## Task description
The data that follows is to be given again, exactly as written.

*** Extracted information ***

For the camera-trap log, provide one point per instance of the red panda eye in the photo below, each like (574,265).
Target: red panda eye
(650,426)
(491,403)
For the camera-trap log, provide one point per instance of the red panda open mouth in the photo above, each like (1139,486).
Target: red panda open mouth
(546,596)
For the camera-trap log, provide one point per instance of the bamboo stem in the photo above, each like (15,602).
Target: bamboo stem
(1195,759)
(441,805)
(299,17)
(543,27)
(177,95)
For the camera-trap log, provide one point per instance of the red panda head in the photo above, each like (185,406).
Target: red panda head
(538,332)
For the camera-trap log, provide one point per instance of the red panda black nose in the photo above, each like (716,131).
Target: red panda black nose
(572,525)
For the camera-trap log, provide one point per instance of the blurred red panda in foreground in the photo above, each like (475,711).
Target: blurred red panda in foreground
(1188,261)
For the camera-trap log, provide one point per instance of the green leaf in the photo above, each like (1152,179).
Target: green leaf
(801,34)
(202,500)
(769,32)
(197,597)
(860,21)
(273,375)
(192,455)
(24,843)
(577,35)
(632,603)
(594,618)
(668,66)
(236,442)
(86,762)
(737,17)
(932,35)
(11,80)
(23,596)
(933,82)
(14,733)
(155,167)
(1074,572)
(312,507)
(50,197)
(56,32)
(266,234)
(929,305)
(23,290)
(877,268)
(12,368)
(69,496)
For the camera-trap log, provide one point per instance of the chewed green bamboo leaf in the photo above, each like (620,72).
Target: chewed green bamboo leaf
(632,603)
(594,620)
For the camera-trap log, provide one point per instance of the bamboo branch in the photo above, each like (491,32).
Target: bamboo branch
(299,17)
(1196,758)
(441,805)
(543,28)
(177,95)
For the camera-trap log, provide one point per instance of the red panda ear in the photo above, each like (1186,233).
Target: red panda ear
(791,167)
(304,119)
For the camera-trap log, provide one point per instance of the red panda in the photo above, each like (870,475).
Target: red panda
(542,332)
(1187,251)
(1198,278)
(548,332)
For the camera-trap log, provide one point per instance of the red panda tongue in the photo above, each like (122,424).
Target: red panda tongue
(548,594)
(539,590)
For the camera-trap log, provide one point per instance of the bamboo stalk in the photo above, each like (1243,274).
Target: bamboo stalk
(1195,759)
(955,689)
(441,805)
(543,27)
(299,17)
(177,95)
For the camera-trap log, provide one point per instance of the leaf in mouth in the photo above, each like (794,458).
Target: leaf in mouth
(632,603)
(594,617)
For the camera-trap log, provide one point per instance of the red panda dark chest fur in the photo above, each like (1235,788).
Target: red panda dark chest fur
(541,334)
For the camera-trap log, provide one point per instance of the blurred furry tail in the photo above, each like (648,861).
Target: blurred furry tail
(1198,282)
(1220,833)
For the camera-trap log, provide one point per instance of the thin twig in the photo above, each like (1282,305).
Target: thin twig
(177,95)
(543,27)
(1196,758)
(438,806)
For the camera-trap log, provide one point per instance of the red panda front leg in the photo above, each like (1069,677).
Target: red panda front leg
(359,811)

*** End of Extracted information ***

## Problem solution
For the camera-trap log, provide one point per instance of the red panda eye in the photo below, each like (574,265).
Target: red panda eye
(650,426)
(491,403)
For the camera-trap log, provide one point per instance of the red panda open mouth in the photo above, each like (1139,486).
Target: red panda open mouth
(546,596)
For the camera-trap log, provide one point per instance of the bamboo stem in the photo above, each like (15,602).
Target: bamboo stem
(1195,759)
(441,805)
(299,17)
(543,27)
(177,95)
For the camera-trap log, provide one point per instance of the red panda head in the photo above, each like (185,406).
Target: red panda head
(538,332)
For the camera-trap log, provide one point per instance of the red panda black nose in the photo above, each like (716,131).
Target: red panda black nose
(572,525)
For the camera-trap log, provide one point per instance of the blurred red panda in foreground in the photo above, each like (475,711).
Target: blurred red panda in foreground
(1188,261)
For the camera-trap log, provide one point per instance of the green leaf in the photo above, each like (1152,179).
Target: green leaf
(801,34)
(202,500)
(769,32)
(197,597)
(860,21)
(273,375)
(192,455)
(24,843)
(577,35)
(632,603)
(594,618)
(668,66)
(236,442)
(86,762)
(737,17)
(932,35)
(11,80)
(23,596)
(933,82)
(14,733)
(155,167)
(1074,572)
(312,507)
(50,197)
(56,32)
(266,234)
(929,305)
(23,290)
(877,268)
(12,368)
(69,496)
For the camera-trap log, provide one point per instance of the chewed green bamboo leaf in the photo above, each like (620,72).
Target: chewed green bamboo leaf
(632,603)
(594,620)
For the camera-trap log, provide one point per instance of the bamboo branch in the photo above, each like (491,32).
Target: bamboo branch
(299,17)
(1196,758)
(441,805)
(543,28)
(177,95)
For the camera-trap log, provide one point per instance of the red panda ear in the photo above, each like (1186,233).
Target: red panda ear
(791,167)
(304,119)
For the camera-trap log, provide one point per instance of the red panda in the photo above, each like (870,475).
Target: red panda
(542,332)
(1187,251)
(1198,278)
(548,332)
For the camera-trap log, provide one point per instance of the red panda tongue in the photo above, each like (122,424).
Target: red panda tongue
(548,594)
(539,590)
For the camera-trap log, provide one point per instance of the bamboo stalk in the photo above, each like (1243,274).
Target: bamboo stalk
(1195,759)
(955,689)
(441,805)
(543,27)
(299,17)
(177,95)
For the camera-trap log, provide one point per instance of the leaf in mouth in the photo above, each like (794,458).
Target: leaf in mouth
(632,603)
(594,617)
For the camera-trap log, provide one point per instance of the red panda dark chest fur in the photo above, each like (1235,788).
Target: red panda dark chest fur
(541,334)
For the camera-trap log, provide one point per instance of the blurred furry tail in the photo above, each like (648,861).
Target: blurred furry tail
(1198,282)
(1220,833)
For the camera-trap log, provide one point per instance of the thin twig in the photo above, each like (1282,305).
Target: thin twig
(177,95)
(543,27)
(1196,758)
(438,806)
For the camera-trap log, provide one point per instance of the red panda front leg in the photo above, each like (1069,677).
Target: red panda front leg
(359,811)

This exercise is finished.